*** Block opens ***

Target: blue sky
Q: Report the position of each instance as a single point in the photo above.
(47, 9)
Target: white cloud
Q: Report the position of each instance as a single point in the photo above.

*** Block closes ***

What this task involves: Set down the records once more, character for character.

Exercise result:
Target: blue sky
Q: Report the position of each instance as a single point in the photo above.
(47, 9)
Target: white cloud
Q: Report the position of each instance as a single point in the photo above.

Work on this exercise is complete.